WHAT IS REQUIRED — Copy only the lines from the one containing "Task: indicate one point on every instance of the eyelash" through the final line of the records below, exactly as written, with no pictures.

INFORMATION PROVIDED —
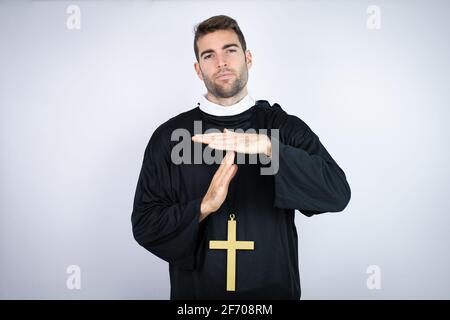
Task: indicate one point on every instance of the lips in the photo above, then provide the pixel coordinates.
(225, 75)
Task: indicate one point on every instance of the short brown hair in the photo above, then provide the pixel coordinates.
(215, 23)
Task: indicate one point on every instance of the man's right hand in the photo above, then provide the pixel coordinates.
(218, 188)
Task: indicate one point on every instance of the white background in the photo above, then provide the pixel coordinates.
(77, 108)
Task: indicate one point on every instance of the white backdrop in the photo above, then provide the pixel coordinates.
(77, 107)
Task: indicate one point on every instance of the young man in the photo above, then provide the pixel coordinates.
(227, 228)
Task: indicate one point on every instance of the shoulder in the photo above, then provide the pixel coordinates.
(277, 117)
(161, 137)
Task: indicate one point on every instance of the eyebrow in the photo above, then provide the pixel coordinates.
(223, 48)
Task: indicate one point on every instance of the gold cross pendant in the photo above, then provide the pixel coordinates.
(231, 245)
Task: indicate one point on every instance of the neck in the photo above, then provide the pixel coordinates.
(227, 101)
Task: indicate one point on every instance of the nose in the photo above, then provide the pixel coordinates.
(221, 61)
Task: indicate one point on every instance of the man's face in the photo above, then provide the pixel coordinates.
(223, 65)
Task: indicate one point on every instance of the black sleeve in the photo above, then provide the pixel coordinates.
(161, 225)
(308, 179)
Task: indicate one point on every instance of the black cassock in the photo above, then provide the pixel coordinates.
(166, 209)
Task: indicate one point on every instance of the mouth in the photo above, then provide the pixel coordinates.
(225, 76)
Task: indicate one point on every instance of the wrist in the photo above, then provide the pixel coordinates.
(204, 209)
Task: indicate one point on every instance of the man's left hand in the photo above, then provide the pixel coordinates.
(250, 143)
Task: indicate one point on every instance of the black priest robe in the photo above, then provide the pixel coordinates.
(166, 210)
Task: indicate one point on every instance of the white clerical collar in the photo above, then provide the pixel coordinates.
(217, 110)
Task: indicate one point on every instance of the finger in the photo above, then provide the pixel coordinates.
(227, 162)
(229, 175)
(223, 165)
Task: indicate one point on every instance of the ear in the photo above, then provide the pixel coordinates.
(249, 58)
(198, 70)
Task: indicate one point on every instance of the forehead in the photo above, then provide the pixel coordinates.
(217, 39)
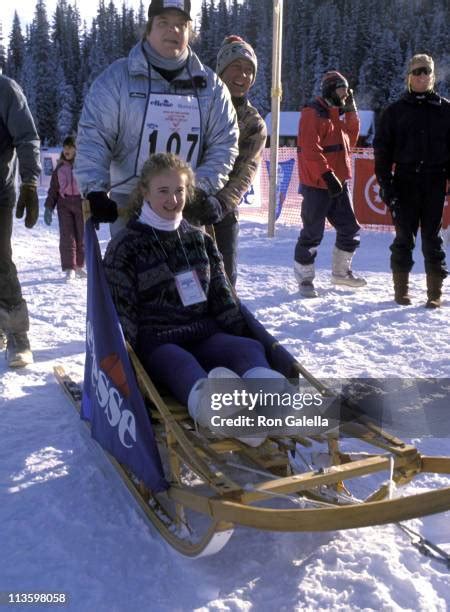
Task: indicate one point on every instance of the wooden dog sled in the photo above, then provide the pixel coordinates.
(217, 484)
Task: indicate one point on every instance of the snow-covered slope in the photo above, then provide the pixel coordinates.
(67, 523)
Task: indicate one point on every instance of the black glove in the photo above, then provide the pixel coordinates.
(202, 209)
(103, 209)
(389, 196)
(212, 211)
(48, 214)
(28, 201)
(334, 185)
(349, 104)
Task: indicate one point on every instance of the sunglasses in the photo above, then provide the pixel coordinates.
(422, 70)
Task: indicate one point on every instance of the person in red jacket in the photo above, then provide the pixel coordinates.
(328, 128)
(64, 194)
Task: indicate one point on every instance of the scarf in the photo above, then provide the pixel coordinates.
(164, 63)
(149, 217)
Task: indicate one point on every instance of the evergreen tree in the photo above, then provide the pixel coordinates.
(2, 51)
(39, 55)
(16, 50)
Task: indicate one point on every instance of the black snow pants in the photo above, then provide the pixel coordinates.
(421, 203)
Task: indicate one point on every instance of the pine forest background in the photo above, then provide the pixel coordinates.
(56, 57)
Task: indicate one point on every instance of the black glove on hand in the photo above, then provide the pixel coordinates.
(28, 201)
(193, 211)
(103, 209)
(212, 211)
(349, 104)
(48, 214)
(334, 185)
(389, 196)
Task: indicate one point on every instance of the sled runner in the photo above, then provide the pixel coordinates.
(205, 486)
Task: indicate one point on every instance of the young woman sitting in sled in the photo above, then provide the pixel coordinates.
(174, 301)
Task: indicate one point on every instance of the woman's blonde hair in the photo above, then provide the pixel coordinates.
(157, 164)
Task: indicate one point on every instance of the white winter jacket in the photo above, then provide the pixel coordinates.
(113, 113)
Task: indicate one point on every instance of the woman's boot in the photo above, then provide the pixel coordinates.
(434, 290)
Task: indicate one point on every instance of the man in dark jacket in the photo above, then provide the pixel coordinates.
(236, 66)
(414, 134)
(18, 141)
(328, 128)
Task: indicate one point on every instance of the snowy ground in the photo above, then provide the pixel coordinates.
(67, 523)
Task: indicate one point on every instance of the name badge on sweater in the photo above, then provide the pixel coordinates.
(189, 288)
(172, 125)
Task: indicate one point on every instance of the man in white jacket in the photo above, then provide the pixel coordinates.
(161, 98)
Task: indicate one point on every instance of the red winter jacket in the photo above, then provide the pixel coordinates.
(324, 141)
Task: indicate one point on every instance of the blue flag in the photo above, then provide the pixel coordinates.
(111, 399)
(283, 179)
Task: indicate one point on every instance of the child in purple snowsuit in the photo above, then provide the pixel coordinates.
(64, 194)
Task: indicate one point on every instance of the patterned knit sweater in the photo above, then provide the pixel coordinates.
(140, 266)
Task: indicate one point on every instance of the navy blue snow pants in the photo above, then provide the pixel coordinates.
(178, 368)
(317, 206)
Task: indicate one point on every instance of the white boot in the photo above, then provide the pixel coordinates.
(70, 275)
(199, 400)
(304, 275)
(341, 270)
(261, 372)
(80, 272)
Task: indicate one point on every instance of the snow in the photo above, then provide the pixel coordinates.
(69, 525)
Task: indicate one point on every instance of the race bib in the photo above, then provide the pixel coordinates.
(189, 288)
(172, 125)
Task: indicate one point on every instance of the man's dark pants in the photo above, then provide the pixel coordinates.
(227, 235)
(421, 203)
(10, 291)
(317, 206)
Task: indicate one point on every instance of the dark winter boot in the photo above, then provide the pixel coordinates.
(18, 350)
(401, 288)
(434, 290)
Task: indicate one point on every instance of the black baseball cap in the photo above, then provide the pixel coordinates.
(158, 6)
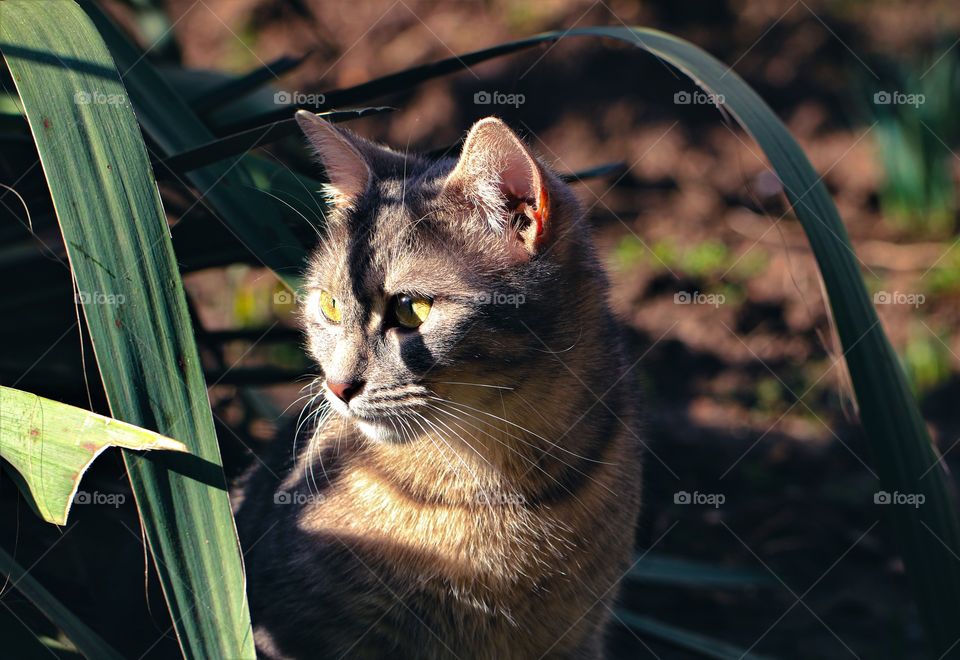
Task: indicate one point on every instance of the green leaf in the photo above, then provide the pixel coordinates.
(51, 445)
(684, 639)
(237, 87)
(655, 569)
(120, 252)
(87, 642)
(225, 188)
(239, 143)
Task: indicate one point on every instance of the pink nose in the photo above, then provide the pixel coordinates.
(345, 391)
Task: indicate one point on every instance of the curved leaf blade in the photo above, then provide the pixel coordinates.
(51, 445)
(118, 242)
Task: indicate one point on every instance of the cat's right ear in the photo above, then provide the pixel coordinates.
(348, 172)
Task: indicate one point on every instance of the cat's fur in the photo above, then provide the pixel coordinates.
(478, 498)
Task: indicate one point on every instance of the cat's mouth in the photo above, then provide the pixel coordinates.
(382, 416)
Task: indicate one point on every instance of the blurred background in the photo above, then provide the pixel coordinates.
(756, 460)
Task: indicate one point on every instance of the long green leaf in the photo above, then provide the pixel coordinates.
(655, 569)
(87, 642)
(225, 188)
(51, 445)
(684, 639)
(119, 246)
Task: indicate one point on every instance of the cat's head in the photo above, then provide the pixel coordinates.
(441, 286)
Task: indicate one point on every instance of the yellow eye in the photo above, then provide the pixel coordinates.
(330, 307)
(410, 311)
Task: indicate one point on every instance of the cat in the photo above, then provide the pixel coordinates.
(473, 486)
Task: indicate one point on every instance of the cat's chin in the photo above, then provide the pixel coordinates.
(378, 431)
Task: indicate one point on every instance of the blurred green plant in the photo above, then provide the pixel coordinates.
(914, 108)
(926, 359)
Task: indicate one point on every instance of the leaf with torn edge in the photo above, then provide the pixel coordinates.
(50, 445)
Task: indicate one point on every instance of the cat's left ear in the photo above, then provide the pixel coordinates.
(500, 177)
(347, 169)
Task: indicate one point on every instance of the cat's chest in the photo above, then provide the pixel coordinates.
(489, 544)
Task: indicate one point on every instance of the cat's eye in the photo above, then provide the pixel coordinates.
(411, 311)
(330, 307)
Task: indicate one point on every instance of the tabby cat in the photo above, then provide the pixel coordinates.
(472, 485)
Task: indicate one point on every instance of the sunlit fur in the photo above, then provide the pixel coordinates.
(478, 497)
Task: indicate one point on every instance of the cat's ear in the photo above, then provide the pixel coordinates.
(346, 168)
(501, 178)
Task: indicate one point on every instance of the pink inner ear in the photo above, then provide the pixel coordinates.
(348, 172)
(520, 178)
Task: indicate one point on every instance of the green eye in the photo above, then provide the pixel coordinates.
(330, 307)
(411, 312)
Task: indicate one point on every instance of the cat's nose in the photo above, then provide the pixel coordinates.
(345, 391)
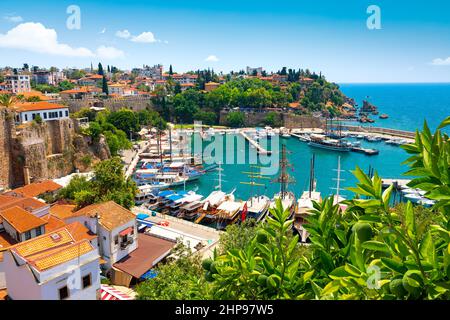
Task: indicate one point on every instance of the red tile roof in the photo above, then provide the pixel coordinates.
(35, 106)
(37, 188)
(21, 220)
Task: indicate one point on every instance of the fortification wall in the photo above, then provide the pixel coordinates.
(132, 103)
(7, 133)
(289, 120)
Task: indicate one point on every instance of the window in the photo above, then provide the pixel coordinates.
(87, 281)
(63, 293)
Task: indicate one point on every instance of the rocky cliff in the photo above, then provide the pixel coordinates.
(49, 150)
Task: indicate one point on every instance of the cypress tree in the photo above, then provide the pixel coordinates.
(100, 69)
(105, 86)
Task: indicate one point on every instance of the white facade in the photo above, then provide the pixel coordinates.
(24, 282)
(111, 245)
(19, 237)
(18, 83)
(45, 114)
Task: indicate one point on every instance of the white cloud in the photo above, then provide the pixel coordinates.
(125, 34)
(212, 58)
(109, 53)
(145, 37)
(35, 37)
(441, 62)
(14, 19)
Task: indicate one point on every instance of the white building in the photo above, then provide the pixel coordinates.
(61, 265)
(28, 111)
(154, 72)
(21, 225)
(251, 71)
(115, 227)
(18, 83)
(48, 77)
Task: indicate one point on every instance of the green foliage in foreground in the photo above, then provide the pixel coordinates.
(370, 251)
(108, 183)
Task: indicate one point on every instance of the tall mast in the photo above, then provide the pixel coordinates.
(338, 179)
(284, 179)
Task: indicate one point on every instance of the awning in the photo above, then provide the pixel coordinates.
(150, 274)
(165, 193)
(126, 231)
(109, 293)
(142, 216)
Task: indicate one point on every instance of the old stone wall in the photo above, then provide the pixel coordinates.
(50, 150)
(7, 133)
(132, 103)
(290, 120)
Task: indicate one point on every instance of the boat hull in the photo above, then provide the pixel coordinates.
(329, 147)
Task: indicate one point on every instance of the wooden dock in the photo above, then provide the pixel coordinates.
(368, 152)
(398, 183)
(258, 148)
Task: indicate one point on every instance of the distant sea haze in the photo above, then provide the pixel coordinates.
(407, 105)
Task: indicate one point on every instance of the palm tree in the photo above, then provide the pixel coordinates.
(7, 100)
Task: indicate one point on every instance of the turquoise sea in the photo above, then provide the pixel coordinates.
(407, 105)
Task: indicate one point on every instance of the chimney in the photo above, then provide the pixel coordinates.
(26, 175)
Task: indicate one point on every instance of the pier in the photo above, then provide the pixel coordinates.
(398, 183)
(259, 149)
(368, 152)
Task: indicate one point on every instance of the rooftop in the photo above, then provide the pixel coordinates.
(27, 203)
(55, 248)
(110, 214)
(21, 220)
(37, 188)
(62, 211)
(35, 106)
(150, 251)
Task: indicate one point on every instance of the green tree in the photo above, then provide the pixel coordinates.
(179, 279)
(235, 119)
(125, 120)
(273, 119)
(66, 85)
(100, 69)
(105, 86)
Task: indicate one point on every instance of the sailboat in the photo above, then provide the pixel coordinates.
(210, 205)
(257, 206)
(284, 179)
(305, 203)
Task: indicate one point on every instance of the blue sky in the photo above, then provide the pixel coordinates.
(328, 36)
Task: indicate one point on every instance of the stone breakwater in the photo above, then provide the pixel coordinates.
(49, 150)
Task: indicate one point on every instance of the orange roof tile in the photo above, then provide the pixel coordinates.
(110, 214)
(57, 247)
(34, 93)
(79, 231)
(21, 220)
(6, 241)
(62, 211)
(62, 255)
(34, 106)
(53, 223)
(37, 188)
(43, 243)
(26, 203)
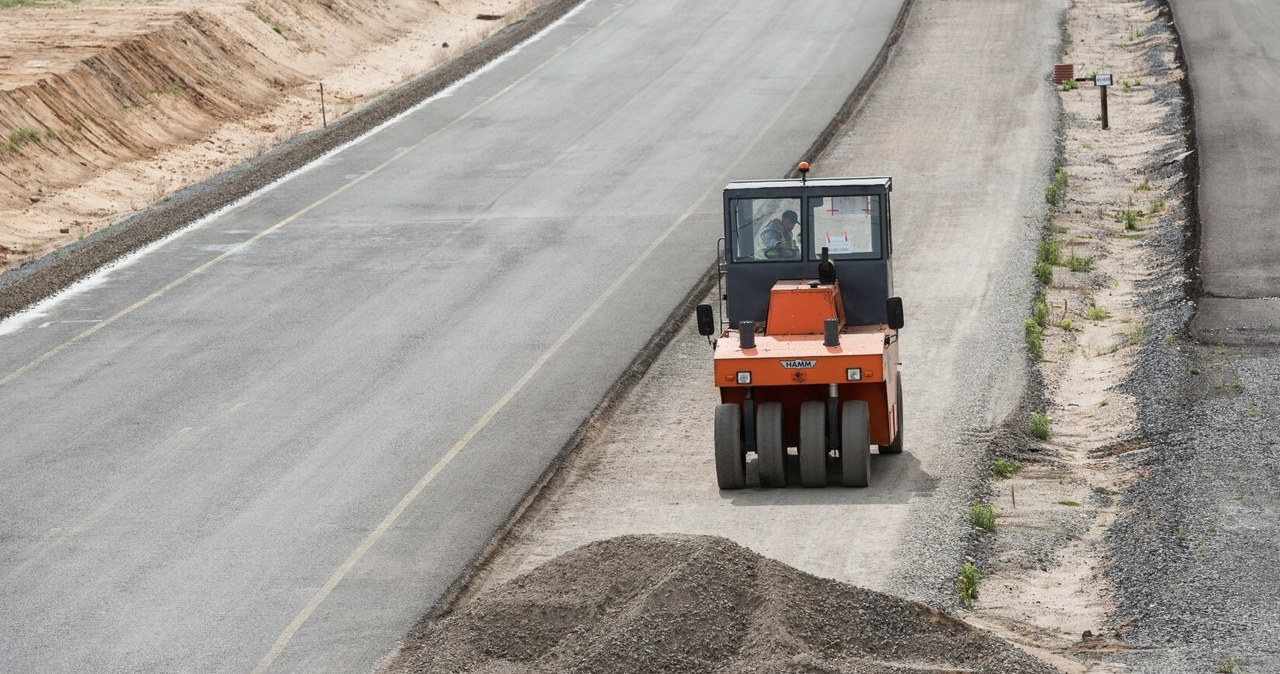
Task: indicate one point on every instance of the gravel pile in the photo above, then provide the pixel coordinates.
(696, 604)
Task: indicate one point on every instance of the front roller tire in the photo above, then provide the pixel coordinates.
(769, 449)
(813, 444)
(730, 459)
(855, 445)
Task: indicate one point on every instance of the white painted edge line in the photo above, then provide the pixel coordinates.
(41, 308)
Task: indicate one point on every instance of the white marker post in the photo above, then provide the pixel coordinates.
(1104, 81)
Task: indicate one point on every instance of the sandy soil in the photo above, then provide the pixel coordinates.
(108, 106)
(1047, 587)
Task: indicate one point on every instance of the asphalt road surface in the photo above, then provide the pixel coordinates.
(273, 440)
(1233, 51)
(969, 159)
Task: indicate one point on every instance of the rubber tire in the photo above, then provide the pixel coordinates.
(769, 448)
(896, 448)
(813, 444)
(855, 445)
(730, 458)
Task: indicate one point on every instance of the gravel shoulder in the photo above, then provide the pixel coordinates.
(1139, 535)
(968, 198)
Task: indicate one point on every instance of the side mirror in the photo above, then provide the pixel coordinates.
(894, 308)
(705, 320)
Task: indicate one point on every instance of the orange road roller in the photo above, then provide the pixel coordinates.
(807, 339)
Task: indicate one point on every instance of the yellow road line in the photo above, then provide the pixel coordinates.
(376, 533)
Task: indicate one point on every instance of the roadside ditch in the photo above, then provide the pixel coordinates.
(1133, 498)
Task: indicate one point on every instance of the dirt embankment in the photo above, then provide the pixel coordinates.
(696, 604)
(106, 108)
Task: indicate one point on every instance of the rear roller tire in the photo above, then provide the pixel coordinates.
(730, 459)
(896, 448)
(855, 445)
(813, 444)
(769, 446)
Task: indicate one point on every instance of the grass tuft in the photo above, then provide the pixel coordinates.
(1096, 313)
(1056, 187)
(1005, 468)
(1079, 264)
(1043, 273)
(982, 514)
(1050, 251)
(967, 583)
(1041, 425)
(1033, 337)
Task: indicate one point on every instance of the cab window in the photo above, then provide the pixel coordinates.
(764, 229)
(848, 227)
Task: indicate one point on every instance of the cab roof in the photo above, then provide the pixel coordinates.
(881, 182)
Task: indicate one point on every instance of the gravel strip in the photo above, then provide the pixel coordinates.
(639, 604)
(1194, 558)
(42, 278)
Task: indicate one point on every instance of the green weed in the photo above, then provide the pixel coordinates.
(982, 516)
(1079, 264)
(1054, 191)
(1050, 251)
(1032, 335)
(1040, 311)
(1005, 468)
(967, 583)
(21, 136)
(1041, 425)
(1043, 271)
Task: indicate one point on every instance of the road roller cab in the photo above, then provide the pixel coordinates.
(807, 339)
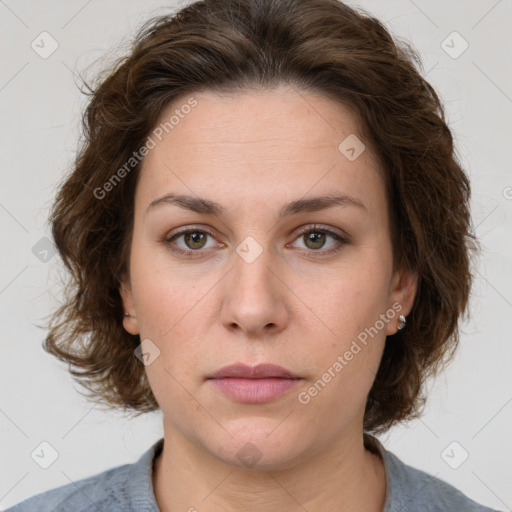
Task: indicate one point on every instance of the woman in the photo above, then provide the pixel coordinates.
(268, 238)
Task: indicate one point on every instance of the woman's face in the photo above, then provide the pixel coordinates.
(272, 277)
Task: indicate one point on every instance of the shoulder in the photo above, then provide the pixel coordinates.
(412, 489)
(120, 489)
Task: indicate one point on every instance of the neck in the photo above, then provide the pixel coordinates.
(187, 477)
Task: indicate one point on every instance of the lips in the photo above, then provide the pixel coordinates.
(254, 384)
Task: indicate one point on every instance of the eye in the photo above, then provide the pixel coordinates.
(314, 239)
(194, 240)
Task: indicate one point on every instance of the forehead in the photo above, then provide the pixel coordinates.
(264, 144)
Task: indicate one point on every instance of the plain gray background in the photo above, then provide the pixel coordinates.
(470, 404)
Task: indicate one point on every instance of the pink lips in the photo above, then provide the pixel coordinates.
(254, 384)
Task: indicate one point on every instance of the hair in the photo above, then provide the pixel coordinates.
(231, 46)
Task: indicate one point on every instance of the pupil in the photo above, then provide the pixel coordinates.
(195, 238)
(316, 239)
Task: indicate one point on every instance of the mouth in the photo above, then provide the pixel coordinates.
(254, 384)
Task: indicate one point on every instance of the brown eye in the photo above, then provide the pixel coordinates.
(194, 239)
(314, 240)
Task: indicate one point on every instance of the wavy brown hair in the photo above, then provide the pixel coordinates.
(233, 46)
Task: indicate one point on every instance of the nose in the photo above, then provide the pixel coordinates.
(255, 296)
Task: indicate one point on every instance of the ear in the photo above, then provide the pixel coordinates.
(129, 322)
(402, 294)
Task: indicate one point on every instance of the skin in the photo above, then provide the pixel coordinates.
(254, 152)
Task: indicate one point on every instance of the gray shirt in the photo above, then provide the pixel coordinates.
(129, 488)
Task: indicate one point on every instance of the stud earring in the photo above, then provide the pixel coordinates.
(403, 322)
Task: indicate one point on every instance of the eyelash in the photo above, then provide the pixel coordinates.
(307, 229)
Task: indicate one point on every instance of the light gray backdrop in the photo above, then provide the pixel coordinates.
(470, 404)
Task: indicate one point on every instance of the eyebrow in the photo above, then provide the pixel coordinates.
(208, 207)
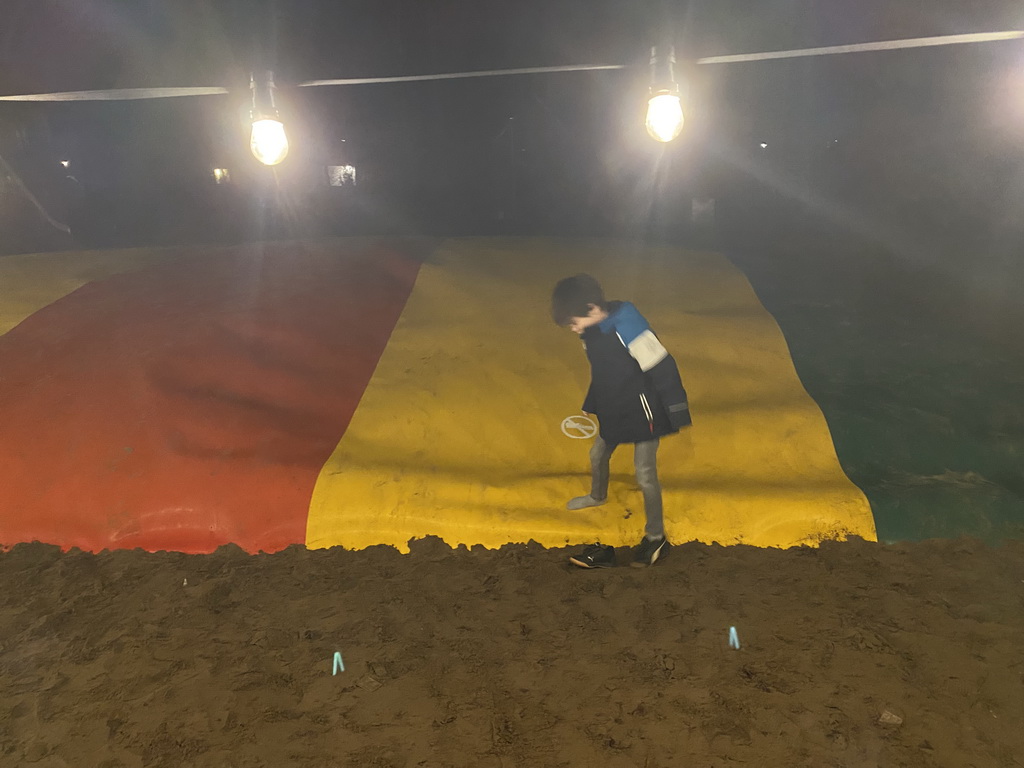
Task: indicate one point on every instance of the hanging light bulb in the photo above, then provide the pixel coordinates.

WORKED SOLUTION —
Task: indicate one point on every instance of the eyelash in the photo above, then provide the pixel coordinates.
(307, 229)
Task: indicate one point on every instance of the light gray backdrop in the photo above, then provide the pixel coordinates.
(470, 404)
Task: indicate one point on every instance of the eyebrow in the photo above, then provide the pixel coordinates.
(208, 207)
Task: indicate one point on every instance of the hanging light bulb in the photo above, then provide the pixel coordinates.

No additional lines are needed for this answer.